* EXERCISE BRIEF:
Set out every line of the material from the one containing "Identify the bird's body" through the end, both included, as a JSON list of strings with one string per line and blank lines omitted.

* Labeled-object pointing entries:
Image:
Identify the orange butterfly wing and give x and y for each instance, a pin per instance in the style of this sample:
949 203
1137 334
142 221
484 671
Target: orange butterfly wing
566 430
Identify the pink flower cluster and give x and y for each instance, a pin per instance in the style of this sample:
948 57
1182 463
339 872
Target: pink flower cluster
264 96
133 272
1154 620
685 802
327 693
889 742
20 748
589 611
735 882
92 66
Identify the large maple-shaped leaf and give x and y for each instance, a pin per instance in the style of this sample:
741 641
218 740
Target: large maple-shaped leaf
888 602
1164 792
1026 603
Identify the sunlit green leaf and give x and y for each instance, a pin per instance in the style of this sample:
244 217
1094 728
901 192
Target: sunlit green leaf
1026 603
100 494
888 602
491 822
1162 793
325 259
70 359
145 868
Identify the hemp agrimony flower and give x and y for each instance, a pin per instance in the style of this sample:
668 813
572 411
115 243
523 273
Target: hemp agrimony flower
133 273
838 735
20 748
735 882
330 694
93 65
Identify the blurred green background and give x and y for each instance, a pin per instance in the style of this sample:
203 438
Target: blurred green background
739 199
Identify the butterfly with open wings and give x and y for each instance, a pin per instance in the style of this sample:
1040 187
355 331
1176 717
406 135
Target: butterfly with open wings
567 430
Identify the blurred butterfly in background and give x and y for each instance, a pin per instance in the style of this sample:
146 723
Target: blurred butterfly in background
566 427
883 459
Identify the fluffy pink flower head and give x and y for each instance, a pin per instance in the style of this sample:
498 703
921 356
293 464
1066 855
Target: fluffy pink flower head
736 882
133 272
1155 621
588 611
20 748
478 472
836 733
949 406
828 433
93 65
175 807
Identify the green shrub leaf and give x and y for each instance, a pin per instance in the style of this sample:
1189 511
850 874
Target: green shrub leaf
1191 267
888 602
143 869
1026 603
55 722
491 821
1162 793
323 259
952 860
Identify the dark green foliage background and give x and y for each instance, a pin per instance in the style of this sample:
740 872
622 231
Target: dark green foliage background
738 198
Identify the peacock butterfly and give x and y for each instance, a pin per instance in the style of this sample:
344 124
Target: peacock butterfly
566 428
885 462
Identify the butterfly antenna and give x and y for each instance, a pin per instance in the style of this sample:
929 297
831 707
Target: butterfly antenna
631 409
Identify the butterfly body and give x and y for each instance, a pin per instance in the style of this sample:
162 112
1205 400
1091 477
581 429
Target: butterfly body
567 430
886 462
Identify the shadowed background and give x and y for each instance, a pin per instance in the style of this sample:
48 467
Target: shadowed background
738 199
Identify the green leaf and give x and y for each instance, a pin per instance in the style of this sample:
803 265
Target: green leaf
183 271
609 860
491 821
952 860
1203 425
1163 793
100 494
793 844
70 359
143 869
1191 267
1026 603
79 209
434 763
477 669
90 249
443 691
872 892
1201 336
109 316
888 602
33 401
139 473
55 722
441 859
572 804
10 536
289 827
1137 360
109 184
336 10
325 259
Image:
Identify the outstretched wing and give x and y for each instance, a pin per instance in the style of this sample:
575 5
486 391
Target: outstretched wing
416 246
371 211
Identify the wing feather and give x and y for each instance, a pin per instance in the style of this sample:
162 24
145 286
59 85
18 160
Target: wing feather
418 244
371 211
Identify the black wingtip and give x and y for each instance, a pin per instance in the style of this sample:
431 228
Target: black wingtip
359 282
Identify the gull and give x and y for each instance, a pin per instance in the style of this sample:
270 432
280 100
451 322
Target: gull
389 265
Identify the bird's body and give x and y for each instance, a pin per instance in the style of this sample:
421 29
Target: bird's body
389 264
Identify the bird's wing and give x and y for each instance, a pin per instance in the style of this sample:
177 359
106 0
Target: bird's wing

* WRITTEN SOLUTION:
[
  "Identify the bird's body and give x and y for each instance, a pin per instance in the style of this sample:",
  "421 29",
  "Target: bird's body",
  "389 264",
  "Identify the bird's wing and give x and y for each instance, a pin per instance in the style of this sample:",
  "177 359",
  "106 0",
  "Target: bird's wing"
]